> [DIRECTION] Report each line of the items below that contains the string "blurred". Match case exactly.

> [GIVEN INFORMATION]
_____

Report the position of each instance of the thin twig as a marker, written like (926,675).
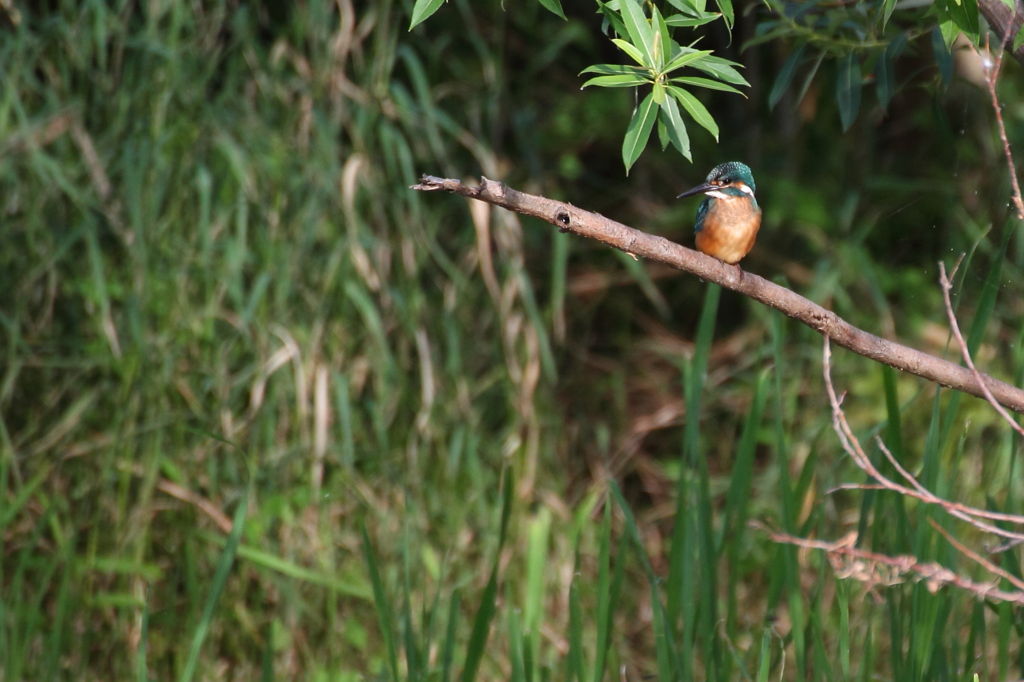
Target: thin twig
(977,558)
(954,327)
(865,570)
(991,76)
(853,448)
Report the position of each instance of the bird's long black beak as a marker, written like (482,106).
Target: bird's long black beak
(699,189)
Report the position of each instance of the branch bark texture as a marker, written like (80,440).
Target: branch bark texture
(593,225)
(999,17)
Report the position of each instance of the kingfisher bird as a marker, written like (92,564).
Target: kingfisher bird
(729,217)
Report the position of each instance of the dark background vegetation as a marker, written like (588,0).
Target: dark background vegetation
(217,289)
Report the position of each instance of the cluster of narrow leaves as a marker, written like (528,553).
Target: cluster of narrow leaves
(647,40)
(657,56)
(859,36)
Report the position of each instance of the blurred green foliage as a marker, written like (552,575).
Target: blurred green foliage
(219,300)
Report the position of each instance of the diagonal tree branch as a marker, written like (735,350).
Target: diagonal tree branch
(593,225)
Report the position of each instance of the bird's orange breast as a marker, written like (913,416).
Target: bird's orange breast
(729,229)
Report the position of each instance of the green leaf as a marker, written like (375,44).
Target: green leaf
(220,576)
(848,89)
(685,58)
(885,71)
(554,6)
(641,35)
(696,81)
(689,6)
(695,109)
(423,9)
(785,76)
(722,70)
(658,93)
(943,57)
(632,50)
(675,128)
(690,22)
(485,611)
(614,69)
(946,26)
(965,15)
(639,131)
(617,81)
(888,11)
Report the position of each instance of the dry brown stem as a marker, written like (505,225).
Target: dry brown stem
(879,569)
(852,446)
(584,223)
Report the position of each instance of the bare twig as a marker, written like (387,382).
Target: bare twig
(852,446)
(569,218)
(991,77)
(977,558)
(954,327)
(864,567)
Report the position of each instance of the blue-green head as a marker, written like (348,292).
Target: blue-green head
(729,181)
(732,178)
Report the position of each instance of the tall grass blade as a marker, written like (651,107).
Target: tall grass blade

_____

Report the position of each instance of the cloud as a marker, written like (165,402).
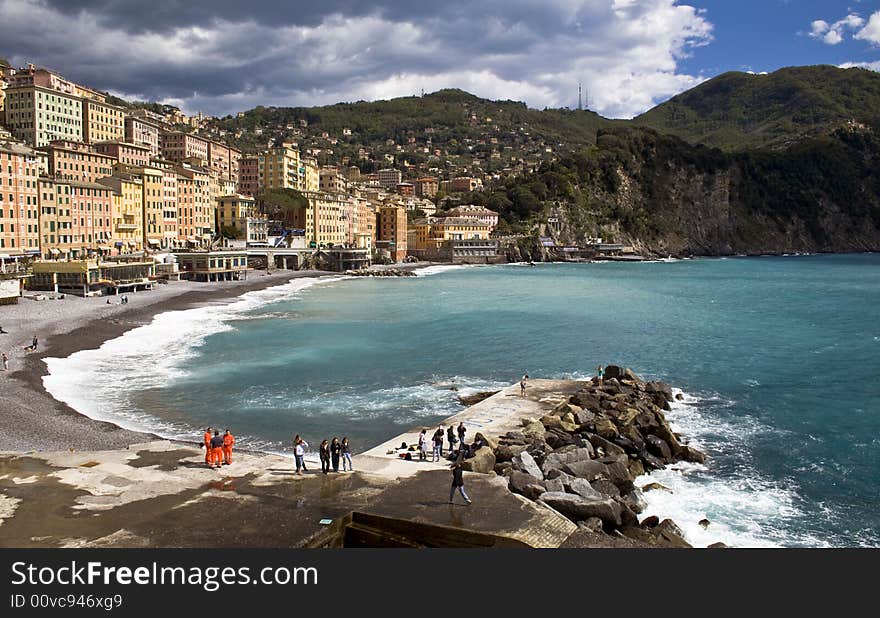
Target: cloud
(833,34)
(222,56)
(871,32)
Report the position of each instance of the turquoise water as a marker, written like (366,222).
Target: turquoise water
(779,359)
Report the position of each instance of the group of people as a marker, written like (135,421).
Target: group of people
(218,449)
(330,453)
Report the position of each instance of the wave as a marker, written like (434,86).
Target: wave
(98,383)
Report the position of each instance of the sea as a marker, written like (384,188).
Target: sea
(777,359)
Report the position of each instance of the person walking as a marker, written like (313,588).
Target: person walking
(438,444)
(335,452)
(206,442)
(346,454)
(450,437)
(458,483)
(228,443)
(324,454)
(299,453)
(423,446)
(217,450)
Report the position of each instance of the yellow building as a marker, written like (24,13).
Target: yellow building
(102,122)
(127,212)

_____

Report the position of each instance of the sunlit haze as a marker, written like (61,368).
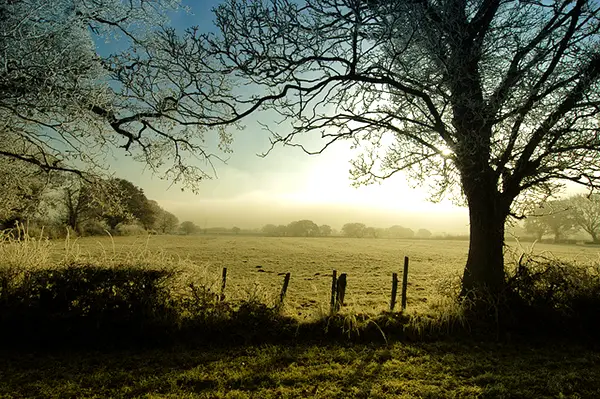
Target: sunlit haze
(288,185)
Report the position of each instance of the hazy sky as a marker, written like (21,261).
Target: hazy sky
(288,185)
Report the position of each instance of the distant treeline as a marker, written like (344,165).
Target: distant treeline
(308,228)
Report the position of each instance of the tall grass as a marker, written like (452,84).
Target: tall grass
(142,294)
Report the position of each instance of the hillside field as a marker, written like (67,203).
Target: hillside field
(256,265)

_____

> [TASK RESPONSE]
Report the position of each instance of the blurred green foliage as a marker, written like (552,575).
Target: blurred green foliage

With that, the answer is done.